• THE PROBLEM
Reproduce each line from the first in the data through the line that contains "Where can the paper" exactly; give nothing else.

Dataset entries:

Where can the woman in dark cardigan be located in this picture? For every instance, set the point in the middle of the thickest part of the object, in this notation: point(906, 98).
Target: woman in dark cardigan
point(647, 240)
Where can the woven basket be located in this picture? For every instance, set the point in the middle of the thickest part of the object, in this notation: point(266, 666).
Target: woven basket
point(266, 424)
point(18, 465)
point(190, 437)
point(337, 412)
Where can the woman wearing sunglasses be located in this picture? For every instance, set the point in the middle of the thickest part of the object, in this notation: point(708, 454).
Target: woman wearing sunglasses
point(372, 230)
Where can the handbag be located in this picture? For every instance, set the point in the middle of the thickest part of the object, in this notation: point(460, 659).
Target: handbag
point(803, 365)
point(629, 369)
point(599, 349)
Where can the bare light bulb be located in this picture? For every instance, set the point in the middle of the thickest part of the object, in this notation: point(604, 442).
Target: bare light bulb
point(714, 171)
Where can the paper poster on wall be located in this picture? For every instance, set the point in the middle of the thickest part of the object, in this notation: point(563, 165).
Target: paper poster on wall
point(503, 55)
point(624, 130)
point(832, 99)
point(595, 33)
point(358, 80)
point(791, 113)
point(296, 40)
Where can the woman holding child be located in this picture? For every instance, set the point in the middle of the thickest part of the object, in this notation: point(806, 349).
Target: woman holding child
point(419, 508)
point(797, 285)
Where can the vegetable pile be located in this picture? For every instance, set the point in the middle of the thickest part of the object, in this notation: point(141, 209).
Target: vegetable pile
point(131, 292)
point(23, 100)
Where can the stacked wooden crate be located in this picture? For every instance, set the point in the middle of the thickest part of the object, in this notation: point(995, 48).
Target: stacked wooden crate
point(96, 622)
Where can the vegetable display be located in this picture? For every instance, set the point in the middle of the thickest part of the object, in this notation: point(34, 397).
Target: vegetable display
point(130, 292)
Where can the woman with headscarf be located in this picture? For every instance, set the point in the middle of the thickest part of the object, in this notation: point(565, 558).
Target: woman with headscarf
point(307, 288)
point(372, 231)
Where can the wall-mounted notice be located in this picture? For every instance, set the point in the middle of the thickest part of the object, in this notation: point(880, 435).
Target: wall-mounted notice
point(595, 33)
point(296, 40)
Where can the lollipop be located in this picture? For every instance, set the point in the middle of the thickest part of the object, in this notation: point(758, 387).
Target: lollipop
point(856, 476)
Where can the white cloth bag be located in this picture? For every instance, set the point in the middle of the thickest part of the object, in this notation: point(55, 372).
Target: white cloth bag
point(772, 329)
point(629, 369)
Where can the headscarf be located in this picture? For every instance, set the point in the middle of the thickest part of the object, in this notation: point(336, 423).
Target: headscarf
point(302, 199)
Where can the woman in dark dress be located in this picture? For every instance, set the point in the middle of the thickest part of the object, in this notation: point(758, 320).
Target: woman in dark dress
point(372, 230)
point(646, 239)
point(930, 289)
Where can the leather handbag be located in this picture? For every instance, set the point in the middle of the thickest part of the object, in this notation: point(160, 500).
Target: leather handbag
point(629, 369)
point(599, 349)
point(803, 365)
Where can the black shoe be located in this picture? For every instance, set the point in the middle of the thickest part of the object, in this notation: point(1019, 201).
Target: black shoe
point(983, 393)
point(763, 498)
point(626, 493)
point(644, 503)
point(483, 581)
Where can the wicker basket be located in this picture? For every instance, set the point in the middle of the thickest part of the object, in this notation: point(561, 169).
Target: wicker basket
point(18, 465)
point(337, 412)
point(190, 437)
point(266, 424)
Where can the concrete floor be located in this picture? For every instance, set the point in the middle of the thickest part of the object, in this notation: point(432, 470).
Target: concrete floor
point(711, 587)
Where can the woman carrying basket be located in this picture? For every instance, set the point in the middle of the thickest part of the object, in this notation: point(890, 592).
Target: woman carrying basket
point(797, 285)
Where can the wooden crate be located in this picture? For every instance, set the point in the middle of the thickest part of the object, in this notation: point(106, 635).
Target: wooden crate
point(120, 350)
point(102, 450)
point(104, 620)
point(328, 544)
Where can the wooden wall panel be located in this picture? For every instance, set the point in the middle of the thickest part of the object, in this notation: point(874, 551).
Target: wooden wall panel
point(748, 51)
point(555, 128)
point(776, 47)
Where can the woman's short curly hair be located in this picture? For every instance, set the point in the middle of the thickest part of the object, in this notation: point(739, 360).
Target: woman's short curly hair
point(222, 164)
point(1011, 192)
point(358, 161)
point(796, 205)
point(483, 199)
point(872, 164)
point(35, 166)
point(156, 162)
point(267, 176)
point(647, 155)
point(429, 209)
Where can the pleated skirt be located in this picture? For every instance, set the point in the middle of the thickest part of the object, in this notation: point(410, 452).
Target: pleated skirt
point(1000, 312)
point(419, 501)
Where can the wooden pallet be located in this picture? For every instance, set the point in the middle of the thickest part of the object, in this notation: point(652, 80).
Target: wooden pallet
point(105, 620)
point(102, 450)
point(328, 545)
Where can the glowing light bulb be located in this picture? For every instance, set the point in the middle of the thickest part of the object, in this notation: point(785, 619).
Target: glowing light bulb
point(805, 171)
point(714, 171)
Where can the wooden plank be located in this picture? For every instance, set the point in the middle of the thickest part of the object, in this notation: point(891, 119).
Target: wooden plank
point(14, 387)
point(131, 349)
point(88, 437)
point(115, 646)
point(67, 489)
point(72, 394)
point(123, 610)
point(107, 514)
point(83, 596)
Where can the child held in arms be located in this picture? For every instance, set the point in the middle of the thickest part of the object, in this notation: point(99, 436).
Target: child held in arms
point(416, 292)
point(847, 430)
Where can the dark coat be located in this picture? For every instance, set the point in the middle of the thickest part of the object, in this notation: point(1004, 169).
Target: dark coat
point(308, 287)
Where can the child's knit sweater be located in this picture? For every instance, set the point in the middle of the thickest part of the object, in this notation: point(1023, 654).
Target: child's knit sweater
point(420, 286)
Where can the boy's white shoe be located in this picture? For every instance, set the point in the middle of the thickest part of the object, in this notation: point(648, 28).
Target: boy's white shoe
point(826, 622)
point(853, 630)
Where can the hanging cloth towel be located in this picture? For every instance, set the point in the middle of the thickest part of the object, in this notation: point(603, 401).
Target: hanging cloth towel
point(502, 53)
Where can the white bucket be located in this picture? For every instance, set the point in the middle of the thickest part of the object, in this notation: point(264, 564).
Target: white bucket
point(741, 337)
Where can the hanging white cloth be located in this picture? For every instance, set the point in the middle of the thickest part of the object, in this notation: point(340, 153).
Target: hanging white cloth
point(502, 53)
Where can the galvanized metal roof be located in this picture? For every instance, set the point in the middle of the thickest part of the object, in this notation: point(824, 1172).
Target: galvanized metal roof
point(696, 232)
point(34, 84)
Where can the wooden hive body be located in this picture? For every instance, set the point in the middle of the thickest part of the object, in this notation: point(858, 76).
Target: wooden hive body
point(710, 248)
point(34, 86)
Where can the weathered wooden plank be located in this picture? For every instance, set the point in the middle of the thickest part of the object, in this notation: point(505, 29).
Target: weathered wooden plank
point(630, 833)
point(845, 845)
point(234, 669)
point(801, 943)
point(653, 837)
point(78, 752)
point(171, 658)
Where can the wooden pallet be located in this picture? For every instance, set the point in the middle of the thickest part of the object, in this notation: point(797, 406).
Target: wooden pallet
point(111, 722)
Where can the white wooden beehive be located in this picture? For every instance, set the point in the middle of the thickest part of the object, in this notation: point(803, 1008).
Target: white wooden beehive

• SOLVED EXERCISE
Where can the woman in dark cardigan be located in this picture? For every instance, set the point in the middle of the thickest part of the object, in this notation: point(906, 98).
Target: woman in dark cardigan
point(647, 240)
Where can the woven basket be located in this picture? For every instance, set the point in the middle of the thickest part of the object, in this notation: point(266, 666).
Target: woven basket
point(266, 424)
point(18, 465)
point(190, 437)
point(337, 412)
Where can the woman wearing sunglasses be located in this picture? For every instance, set the point in the middle of the thickest part of the object, in this notation: point(708, 454).
Target: woman wearing sunglasses
point(372, 230)
Where can the handbag be located in this picture? For every instance, set the point in the middle of the thickest part of the object, in this notation: point(460, 659).
Target: handbag
point(803, 365)
point(629, 369)
point(599, 349)
Where can the bare light bulb be located in this picture? For every instance, set the point in the middle of the thickest part of the object, in this notation: point(604, 442).
Target: bare light bulb
point(714, 171)
Where can the paper poster on wall be located in this picture? For every instance, set the point in the middle of the thickest part of the object, in this notation: point(563, 165).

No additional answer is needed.